• _WRITTEN EXERCISE A_
In the PostgreSQL performance thread, why is VACUUM FULL said to be counterproductive in many scenarios?
• _WRITTEN EXERCISE B_
Carry on the PostgreSQL performance thread from its last line.

• _DOCUMENT_
——————————

Re: Defining performance.

От
Scott Marlowe
Дата:
On Thu, 2006-11-30 at 18:26, Tom Lane wrote:
> Paul Lathrop <plathrop@squaretrade.com> writes:
> > ... When I joined the company last year, the databases were
> > deployed on 12-disk RAID5 arrays on dual-proc AMD machines with 4Gb of
> > RAM, running Debian Woody and Postgres 7.2. These systems seemed to
> > suffer a gradually decreasing performance accompanied by a gradually
> > growing disk space usage. The DBA had come to the conclusion that the
> > VACUUM command did/does not work on these systems, because even after a
> > VACUUM FULL, the size of the database was continually increasing.
>
> The very first thing you need to do is get off 7.2.
>
> After that, I'd recommend looking at *not* using VACUUM FULL.  FULL is
> actually counterproductive in a lot of scenarios, because it shrinks the
> tables at the price of bloating the indexes.  And 7.2's poor ability to
> reuse index space turns that into a double whammy.  Have you checked
> into the relative sizes of tables and indexes and tracked the trend over
> time?

And if you cant get off 7.2, look into scheduling some downtime to run
reindex on the bloated indexes.

In all honesty, a simple single processor workstation with a gig of ram
and a couple of good sized SATA drives and a modern linux distro can
probably outrun your 7.2 server if it's running on 8.1 / 8.2

It's that much faster now.

For the love of all that's holy, as well as your data, start planning
your migration now, and if you can, have it done by the end of next week
or so.

And backup every night religiously.

Re: Defining performance.

От
Jeff Davis
Дата:
On Fri, 2006-12-01 at 01:05 +0100, Tobias Brox wrote:
> > However, we still are suffering a gradual decrease in performance over
> > time - or so the application engineers claim. The DBA and I have been
> > banging our heads against this for a month.
>
> We're having the same issues, so we do the dumping and restoring every
> now and then to be sure everything is properly cleaned up.  With 8.1.
>

What's causing that? Is it index bloat?

I would think a REINDEX would avoid having to dump/restore, right? A
CLUSTER might also be necessary, depending on what kind of performance
degradation you're experiencing.

Am I missing something?

Regards,
    Jeff Davis


Re: Defining performance.

От
Tobias Brox
Дата:
[Jeff Davis - Thu at 04:57:54PM -0800]
> > We're having the same issues, so we do the dumping and restoring every
> > now and then to be sure everything is properly cleaned up.  With 8.1.
> >
>
> What's causing that? Is it index bloat?

——————————

• _GIVEN DATA_
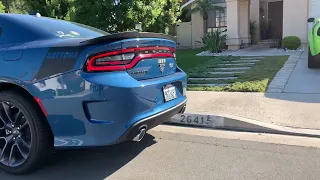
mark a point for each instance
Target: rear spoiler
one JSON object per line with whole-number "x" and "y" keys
{"x": 127, "y": 35}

——————————

• _EXERCISE ANSWER A_
It shrinks the tables at the price of bloating the indexes.

• _EXERCISE ANSWER B_
>
> I would think a REINDEX would avoid having to dump/restore, right? A
> CLUSTER might also be necessary, depending on what kind of performance
> degradation you're experiencing.
>
> Am I missing something?

Just as with Paul Lathrops case, the performance degradation is
something perceived by the application developers.  We haven't had time
to actually verify reliably that the performance is actually beeing
degraded, neither that the reload beeing done helps (after we resolved
the pending transaction issue, anyway), nor look into what the possible
reasons of this percieved degradation could be.


Re: Defining performance.

От
nospam@hardgeus.com
Дата:
> 4) Much of my reading of the PG docs and list archives seems to suggest
that much of performance tuning is done at the query level - you have to
know how to ask for information in an efficient way.

Performance does not exist in a vacuum (ho ho, PostgreSQL joke).  The
person writing the queries has to understand what is actually happening
inside of the database.  When I ported my app from MS SQL over to
PostgreSQL several years ago, there were many queries that were previously
zippy that ran like turds on PostgreSQL, and vice-versa!

As my dataset has gotten larger I have had to throw more metal at the
problem, but I have also had to rethink my table and query design.  Just
because your data set grows linearly does NOT mean that the performance of
your query is guaranteed to grow linearly!  A sloppy query that runs OK
with 3000 rows in your table may choke horribly when you hit 50000.

John




Re: Defining performance.

От
Tobias Brox
Дата:
[nospam@hardgeus.com - Thu at 06:37:12PM -0600]
> As my dataset has gotten larger I have had to throw more metal at the
> problem, but I have also had to rethink my table and query design.  Just
> because your data set grows linearly does NOT mean that the performance of
> your query is guaranteed to grow linearly!  A sloppy query that runs OK
> with 3000 rows in your table may choke horribly when you hit 50000.

Then some limit is hit ... either the memory cache, or that the planner
is doing an unlucky change of strategy when hitting 50000.

Anyway, it's very important when testing queries that they actually are
tested on a (copy of the) production database, and not on an empty
database or a database containing some random test data.  If testing
queries off the production database, it's important to have equal
hardware and configuration on both servers.


Re: Defining performance.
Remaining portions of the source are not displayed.